Dataset rows on object locations

....

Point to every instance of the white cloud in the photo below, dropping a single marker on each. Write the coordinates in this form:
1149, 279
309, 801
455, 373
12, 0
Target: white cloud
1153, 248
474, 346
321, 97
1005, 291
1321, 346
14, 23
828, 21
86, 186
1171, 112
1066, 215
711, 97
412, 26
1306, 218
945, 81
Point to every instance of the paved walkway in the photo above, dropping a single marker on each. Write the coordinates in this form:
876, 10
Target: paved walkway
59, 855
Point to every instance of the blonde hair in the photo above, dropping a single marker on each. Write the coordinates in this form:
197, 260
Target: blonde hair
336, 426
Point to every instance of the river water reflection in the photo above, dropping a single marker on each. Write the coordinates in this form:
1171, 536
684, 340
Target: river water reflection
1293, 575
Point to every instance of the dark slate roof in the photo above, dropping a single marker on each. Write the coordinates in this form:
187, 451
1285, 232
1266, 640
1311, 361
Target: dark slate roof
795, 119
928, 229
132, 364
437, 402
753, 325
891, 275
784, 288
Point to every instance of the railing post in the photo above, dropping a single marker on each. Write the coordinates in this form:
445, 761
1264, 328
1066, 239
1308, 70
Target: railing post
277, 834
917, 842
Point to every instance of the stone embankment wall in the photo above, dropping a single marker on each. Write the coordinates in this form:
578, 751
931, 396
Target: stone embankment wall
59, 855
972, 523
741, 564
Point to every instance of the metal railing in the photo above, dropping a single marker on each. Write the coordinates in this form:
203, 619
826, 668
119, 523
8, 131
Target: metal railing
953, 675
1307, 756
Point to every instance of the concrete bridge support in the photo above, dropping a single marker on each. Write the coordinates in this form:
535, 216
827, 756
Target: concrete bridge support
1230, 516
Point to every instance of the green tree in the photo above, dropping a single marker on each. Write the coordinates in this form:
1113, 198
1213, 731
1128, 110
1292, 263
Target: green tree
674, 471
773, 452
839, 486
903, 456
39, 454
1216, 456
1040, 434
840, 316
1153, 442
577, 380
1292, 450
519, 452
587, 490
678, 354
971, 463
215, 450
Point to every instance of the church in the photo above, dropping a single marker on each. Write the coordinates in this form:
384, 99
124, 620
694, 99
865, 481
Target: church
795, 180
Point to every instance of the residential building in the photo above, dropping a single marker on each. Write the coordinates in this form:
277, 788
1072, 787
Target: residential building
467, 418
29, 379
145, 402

....

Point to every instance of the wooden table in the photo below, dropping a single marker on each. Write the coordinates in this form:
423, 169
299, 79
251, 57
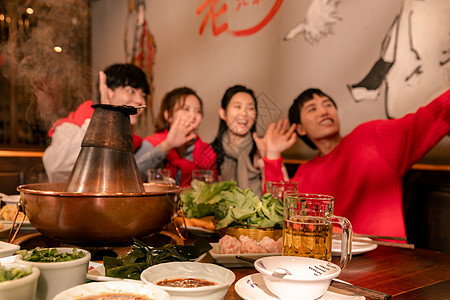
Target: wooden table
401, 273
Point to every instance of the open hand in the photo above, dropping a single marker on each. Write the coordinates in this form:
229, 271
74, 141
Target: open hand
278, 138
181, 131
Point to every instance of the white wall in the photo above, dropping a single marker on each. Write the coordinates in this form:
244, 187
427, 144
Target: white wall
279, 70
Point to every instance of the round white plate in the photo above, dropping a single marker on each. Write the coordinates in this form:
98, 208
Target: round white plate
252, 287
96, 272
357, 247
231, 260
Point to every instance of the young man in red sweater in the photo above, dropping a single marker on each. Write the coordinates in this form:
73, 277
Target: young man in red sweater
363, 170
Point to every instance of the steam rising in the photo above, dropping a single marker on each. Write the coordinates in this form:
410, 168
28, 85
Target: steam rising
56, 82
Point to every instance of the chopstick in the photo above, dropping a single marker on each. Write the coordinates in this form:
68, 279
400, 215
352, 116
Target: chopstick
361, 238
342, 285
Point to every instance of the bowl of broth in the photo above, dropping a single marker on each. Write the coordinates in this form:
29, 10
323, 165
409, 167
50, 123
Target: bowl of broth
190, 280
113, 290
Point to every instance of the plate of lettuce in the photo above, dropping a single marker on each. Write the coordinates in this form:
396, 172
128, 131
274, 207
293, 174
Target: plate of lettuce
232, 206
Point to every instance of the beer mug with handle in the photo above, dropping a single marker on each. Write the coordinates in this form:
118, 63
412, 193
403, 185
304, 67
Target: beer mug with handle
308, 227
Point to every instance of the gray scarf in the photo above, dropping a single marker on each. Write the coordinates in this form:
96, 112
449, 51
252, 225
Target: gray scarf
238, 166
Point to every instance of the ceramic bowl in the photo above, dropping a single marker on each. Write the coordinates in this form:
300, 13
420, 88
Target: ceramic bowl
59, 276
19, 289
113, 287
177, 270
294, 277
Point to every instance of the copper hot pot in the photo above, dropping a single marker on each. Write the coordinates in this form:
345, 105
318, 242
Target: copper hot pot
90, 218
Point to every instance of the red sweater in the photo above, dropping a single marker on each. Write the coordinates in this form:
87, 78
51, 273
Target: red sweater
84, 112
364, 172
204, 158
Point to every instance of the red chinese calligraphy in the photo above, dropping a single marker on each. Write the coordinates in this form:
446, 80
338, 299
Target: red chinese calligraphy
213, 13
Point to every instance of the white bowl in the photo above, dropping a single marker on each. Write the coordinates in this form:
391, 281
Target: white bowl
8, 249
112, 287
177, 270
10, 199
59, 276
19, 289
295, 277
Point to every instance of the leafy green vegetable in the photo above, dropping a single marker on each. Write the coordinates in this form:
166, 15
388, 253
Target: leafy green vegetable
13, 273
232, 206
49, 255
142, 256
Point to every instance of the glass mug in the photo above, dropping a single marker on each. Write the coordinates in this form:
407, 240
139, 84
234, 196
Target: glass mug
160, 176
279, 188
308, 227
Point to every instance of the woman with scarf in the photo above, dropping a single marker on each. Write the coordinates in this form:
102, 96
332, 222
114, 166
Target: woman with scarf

....

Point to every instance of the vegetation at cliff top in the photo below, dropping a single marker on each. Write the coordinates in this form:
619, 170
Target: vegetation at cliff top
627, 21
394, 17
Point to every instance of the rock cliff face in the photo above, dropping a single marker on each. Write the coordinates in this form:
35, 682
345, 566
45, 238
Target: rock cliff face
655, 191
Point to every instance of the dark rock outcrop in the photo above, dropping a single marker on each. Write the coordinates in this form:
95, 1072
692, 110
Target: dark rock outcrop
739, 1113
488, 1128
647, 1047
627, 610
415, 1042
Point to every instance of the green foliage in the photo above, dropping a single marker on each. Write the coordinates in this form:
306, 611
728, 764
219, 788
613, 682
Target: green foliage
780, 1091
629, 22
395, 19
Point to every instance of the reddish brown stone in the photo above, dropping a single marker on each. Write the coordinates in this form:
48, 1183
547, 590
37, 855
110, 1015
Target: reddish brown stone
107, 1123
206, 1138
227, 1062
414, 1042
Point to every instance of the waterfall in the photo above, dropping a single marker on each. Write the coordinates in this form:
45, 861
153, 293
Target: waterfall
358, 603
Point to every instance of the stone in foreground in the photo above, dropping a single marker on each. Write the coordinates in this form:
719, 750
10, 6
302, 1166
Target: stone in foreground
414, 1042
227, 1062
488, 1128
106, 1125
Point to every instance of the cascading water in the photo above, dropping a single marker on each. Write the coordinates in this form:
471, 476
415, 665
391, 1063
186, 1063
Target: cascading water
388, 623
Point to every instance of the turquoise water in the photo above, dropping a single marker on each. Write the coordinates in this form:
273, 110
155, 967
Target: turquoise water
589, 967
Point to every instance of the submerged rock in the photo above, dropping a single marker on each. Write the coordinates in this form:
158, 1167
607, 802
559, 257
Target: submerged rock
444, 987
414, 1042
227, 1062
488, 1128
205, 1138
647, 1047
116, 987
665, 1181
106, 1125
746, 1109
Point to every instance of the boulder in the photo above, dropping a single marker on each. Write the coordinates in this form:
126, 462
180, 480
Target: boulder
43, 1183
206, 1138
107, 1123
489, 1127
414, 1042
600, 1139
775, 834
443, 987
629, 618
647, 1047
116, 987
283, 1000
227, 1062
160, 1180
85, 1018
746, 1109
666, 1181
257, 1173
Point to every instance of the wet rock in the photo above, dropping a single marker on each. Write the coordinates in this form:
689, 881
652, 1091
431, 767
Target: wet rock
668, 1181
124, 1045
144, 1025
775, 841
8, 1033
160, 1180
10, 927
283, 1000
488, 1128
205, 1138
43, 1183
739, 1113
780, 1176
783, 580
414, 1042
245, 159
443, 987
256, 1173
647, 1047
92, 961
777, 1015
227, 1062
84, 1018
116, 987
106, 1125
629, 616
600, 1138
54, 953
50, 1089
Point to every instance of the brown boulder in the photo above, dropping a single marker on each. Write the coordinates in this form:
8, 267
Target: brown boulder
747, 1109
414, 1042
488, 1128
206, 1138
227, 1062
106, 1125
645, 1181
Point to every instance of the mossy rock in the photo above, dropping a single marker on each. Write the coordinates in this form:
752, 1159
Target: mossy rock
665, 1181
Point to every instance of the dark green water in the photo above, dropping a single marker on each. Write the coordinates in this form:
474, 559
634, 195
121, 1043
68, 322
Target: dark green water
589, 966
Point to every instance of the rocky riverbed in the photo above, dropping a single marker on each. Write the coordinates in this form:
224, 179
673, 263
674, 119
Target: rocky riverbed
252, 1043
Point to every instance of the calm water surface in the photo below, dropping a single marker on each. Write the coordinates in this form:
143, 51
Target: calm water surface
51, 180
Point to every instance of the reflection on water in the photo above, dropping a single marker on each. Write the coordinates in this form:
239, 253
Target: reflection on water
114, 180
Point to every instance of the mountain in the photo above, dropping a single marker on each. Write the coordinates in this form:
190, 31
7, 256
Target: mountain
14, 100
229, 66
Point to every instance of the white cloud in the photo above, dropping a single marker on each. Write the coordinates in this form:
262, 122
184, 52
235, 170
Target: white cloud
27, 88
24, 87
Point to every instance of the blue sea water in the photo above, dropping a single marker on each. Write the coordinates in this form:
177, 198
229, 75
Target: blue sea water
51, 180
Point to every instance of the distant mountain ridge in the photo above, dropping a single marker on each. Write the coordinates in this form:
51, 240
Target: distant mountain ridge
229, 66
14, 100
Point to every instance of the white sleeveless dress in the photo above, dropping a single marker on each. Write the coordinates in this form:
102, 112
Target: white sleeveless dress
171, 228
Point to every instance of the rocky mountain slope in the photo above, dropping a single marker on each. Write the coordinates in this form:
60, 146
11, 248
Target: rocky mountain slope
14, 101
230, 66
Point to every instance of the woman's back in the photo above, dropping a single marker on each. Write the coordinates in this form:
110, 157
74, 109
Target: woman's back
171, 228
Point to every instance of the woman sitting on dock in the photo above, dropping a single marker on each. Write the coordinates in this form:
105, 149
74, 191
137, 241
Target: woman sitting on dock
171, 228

....

» **What to do**: Can you repeat, unchanged, the lines between the one containing "Point to every instance of the woman with" and the one containing "Target: woman with scarf", inclusive?

» **Finished exercise**:
Point to every instance of the woman with scarf in the photo above, dropping a single marker on each. Write the coordinates in this form:
102, 96
332, 222
114, 166
Target: woman with scarf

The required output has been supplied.